__Data to use__.
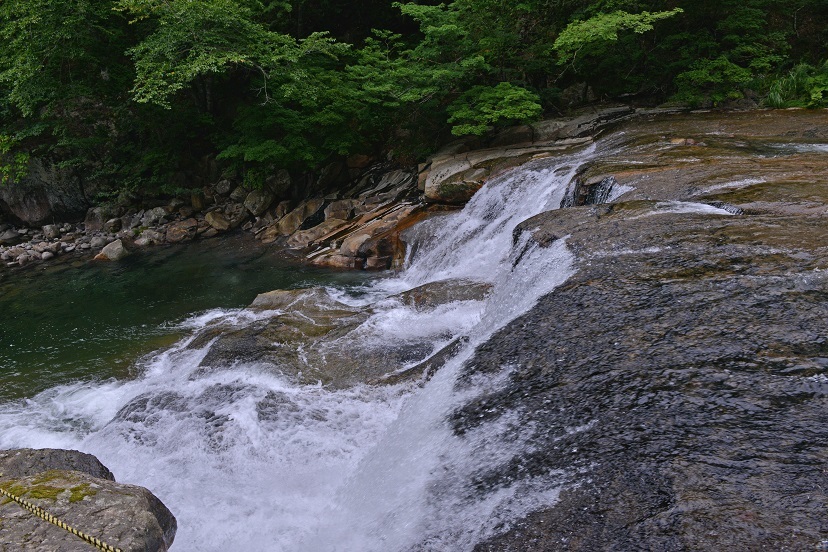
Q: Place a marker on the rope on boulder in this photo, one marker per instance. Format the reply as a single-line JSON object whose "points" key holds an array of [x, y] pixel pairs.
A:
{"points": [[43, 514]]}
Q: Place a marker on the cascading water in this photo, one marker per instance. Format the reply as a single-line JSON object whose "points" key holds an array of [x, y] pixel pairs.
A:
{"points": [[249, 459]]}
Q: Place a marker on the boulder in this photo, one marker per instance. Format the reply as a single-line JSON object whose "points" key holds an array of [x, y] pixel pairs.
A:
{"points": [[51, 231], [115, 251], [217, 220], [434, 294], [258, 201], [10, 237], [303, 238], [458, 189], [98, 241], [342, 209], [182, 231], [308, 339], [239, 193], [149, 237], [81, 492], [153, 217], [291, 222]]}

__Problem to work on__.
Could you rewrite the lines above with "cascading water" changed to "falling water" and everything else kept the same? Leave the pictures out of your answer.

__Correct result__.
Q: Place a marker on the rope on boulder in this photo, one marker per instance. Format the reply as a single-line JSON object whose "points" key holds an array of [x, y] pixel pairs.
A:
{"points": [[43, 514]]}
Q: Place a marker on the falling water in this photo, one marker per instance. Format the reply as a single-line JSON object whose "points" key holds an array of [x, y] pixel pairs.
A:
{"points": [[249, 459]]}
Q: Place a marker on the boulder in this photo, one marker per instance. Format the reply as a single-line JSON object whose "points" key holds an array of [x, y] pixel pairs.
A:
{"points": [[51, 231], [115, 251], [217, 220], [434, 294], [258, 201], [10, 237], [303, 238], [458, 189], [98, 241], [342, 209], [182, 231], [308, 339], [239, 193], [149, 237], [81, 492], [153, 217], [291, 222]]}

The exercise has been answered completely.